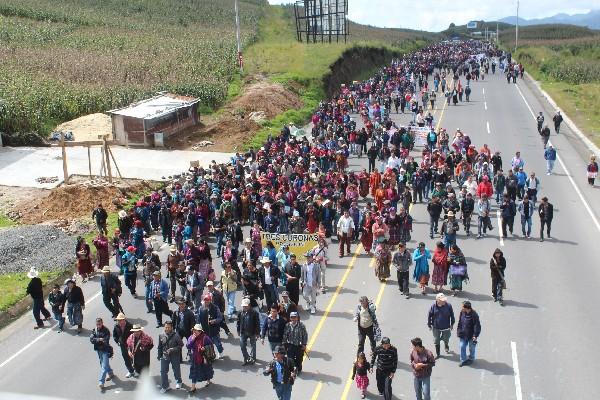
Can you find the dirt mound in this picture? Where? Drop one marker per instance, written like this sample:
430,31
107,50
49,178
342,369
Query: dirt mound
88,127
271,98
232,126
66,203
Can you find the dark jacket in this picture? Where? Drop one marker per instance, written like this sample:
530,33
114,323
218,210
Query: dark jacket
209,313
434,209
169,346
34,288
100,215
546,212
288,368
57,302
387,359
248,323
74,296
107,284
468,325
100,338
497,268
120,335
273,329
183,324
440,317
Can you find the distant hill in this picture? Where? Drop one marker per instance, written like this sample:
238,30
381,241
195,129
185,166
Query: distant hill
590,20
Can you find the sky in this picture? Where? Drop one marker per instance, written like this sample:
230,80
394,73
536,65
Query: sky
436,15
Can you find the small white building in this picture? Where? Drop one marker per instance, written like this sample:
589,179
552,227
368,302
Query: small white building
148,122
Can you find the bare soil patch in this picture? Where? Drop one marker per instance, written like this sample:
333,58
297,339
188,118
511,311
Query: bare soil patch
88,127
231,127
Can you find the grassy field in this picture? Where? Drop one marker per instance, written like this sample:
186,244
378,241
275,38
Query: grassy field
12,287
566,60
60,59
301,66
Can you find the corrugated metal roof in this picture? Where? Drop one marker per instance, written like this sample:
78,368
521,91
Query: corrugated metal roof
155,107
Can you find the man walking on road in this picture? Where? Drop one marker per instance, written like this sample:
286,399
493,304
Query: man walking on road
526,209
34,289
111,290
557,121
422,363
159,295
169,353
550,157
401,259
121,333
468,330
248,327
100,338
546,213
309,281
386,356
540,121
367,321
345,229
440,321
295,338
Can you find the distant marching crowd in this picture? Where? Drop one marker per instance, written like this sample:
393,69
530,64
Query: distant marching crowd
297,185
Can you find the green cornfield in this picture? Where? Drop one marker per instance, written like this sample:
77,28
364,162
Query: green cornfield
61,59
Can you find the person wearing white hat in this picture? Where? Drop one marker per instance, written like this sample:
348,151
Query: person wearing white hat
34,289
111,290
248,328
440,321
139,345
309,282
100,338
173,260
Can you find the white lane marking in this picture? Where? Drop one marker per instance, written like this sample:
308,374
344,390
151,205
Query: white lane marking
37,339
562,164
519,392
526,103
500,232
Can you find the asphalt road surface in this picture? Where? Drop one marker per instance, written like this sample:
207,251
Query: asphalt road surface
541,345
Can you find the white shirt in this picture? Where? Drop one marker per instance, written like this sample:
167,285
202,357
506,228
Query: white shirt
345,224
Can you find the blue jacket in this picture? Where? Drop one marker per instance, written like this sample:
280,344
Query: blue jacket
550,154
468,325
164,289
440,317
421,263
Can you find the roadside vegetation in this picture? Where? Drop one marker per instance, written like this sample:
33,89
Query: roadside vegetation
60,59
566,60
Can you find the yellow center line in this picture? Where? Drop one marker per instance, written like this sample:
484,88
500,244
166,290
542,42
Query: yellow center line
315,334
317,391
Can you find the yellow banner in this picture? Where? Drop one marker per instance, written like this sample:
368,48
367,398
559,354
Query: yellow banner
299,243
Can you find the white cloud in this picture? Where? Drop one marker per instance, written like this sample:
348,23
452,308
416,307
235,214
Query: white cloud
436,15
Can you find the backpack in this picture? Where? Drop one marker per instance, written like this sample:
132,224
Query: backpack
209,353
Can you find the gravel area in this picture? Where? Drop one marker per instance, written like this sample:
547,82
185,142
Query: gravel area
45,247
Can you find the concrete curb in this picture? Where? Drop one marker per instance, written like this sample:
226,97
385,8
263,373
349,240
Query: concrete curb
588,143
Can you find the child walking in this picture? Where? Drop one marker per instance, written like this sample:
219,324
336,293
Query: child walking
57,301
359,373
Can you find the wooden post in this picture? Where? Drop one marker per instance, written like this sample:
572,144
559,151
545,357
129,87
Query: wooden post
115,161
89,161
64,157
108,170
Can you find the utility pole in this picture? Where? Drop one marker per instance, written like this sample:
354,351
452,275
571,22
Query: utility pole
517,28
238,37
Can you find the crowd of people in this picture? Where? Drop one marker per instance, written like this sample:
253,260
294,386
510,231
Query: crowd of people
297,185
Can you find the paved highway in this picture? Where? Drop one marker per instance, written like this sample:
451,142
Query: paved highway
541,345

..........

- _Task to complete_:
Copy everything in the records above except the pictures, exactly as written.

- _Result for this exercise_:
Can you find the dirt mound in this picture? Where? Drop one marker per instance, written like this sample:
430,31
107,50
49,178
342,369
Query: dirt mound
88,127
271,98
232,126
66,203
Can you find the dark jacket in this picture? Where? Drop one marker per instance, written like this sample:
530,33
114,323
218,210
Query: dark jacket
209,313
434,209
169,346
34,288
100,215
546,212
288,368
57,302
387,359
248,323
74,296
107,284
468,325
100,338
497,268
120,335
273,329
183,324
440,317
Can you find the distant hill in this picture? Where? Drop one marker per instance, written like this sample:
238,30
381,241
195,129
185,166
Query: distant hill
590,20
Can you find the sky in this picture? Where? Drop one marker per instance, written like this sample:
230,80
394,73
536,65
Query: sky
436,15
Can you find the small white building in this picture? Where? Drop one marker per instance, written like this sample:
589,179
552,227
368,302
Query: small white building
148,122
Can you find the bare soil patch in this picture? Where? Drop one marker per instance, written like this sample:
333,58
297,339
188,118
511,311
Query: bare soil patch
88,127
231,127
Can you find the grassy field in this picture? Where? Drop one marker per instance, written like this sample:
186,244
378,241
275,38
Query: grassy field
12,287
566,60
60,59
301,66
Can you find the corrugated metal roof in this picture? Where? Drop one marker per instance, written like this sample:
78,368
521,91
Query: corrugated metal roof
155,107
Can you find the man walking on road in this picture? Where? Drop one marker per instance, written like this sample:
286,399
493,304
Query: man walking on road
526,209
34,289
111,290
557,121
422,363
159,295
169,353
550,157
401,259
121,333
468,330
248,327
100,338
546,213
309,281
386,356
540,121
367,321
345,229
440,321
295,338
Can you find the distant marching crowd in this picture? Where? Drop one marker per instance, written like this sample:
393,69
530,64
Query: distant marching crowd
297,185
Can you find the green cornfield in this picture? Where? Drop one marker per instance, written like this sample:
77,28
364,162
Query: green cornfield
61,59
Can you find the person wearing white hat in this picture? Where? Drop one marker per instance, written like this sample:
348,151
Query: person wearing white hat
34,289
111,290
248,328
440,321
139,345
309,282
100,338
173,260
Can you find the white lane marking in this picture? Where? Drop one marker per instance, written like this sample:
308,374
344,390
151,205
Query: white lane marking
37,339
562,164
519,392
526,103
500,232
Can you find the asphalt road surface in this picture? Where? Drop one marker per instance, written like this sample:
207,251
Query: asphalt road surface
541,345
Can you find the white shirt in this picture? Where? Drop one marker per instance, written like this sample:
167,285
202,357
506,228
Query: white shirt
345,224
Can you find the blue jacket in this picture? Where? Drop one marker per instance, written like this sample:
280,344
Query: blue jacket
550,154
468,325
164,289
440,317
421,263
Can you find the roadside vegetation in this picture? Where? Drop one marker per instance, written like this sample:
33,89
Query: roadside vegetation
60,59
566,60
Can you find the yellow center line in this picture? Where? Drop one marker per instance, written like this sample:
484,88
500,244
166,290
542,42
Query: yellow center line
315,334
317,391
Can you find the yellow banner in this picture? Where? Drop one marker per instance, written like this sample:
368,48
367,398
559,354
Query: yellow banner
299,243
Can you find the white cloud in this picture? Where? Drop one marker per instance, written like this sample:
348,23
452,308
416,307
235,214
Query: white cloud
436,15
Can you find the backpack in this picture? Where? Drop one marker per instance, written like this sample:
132,224
Query: backpack
209,353
Can you find the gravel area in this picture? Where? Drop one marker per instance, written like this sample:
547,82
185,142
Query: gravel area
45,247
Can you find the concrete curb in this picture? Where? Drop one marker per instance, written like this sample:
226,97
385,8
263,373
349,240
Query: concrete curb
588,143
Can you find the child walking in this picture? Where? Drop one marker per instance, written like this sample:
219,324
336,293
Query: child walking
57,301
359,373
Can you find the wooden post in this picture? Where? Drop one marker per instance, written like this sample:
572,144
559,151
545,357
129,87
Query: wooden post
115,161
89,161
64,157
108,170
Can you find the utility pole in this picture? Where? Drop one marker per instance, written like this sample:
354,351
452,275
571,22
Query: utility pole
517,28
238,37
Can you find the crowd of people in this picture? Where? Drop one marker per instance, written like this sample:
253,260
294,386
510,231
Query: crowd of people
297,185
Can you find the paved highway in this picture? Where? Drop one marker per instance, written like this sample:
451,142
Query: paved highway
541,345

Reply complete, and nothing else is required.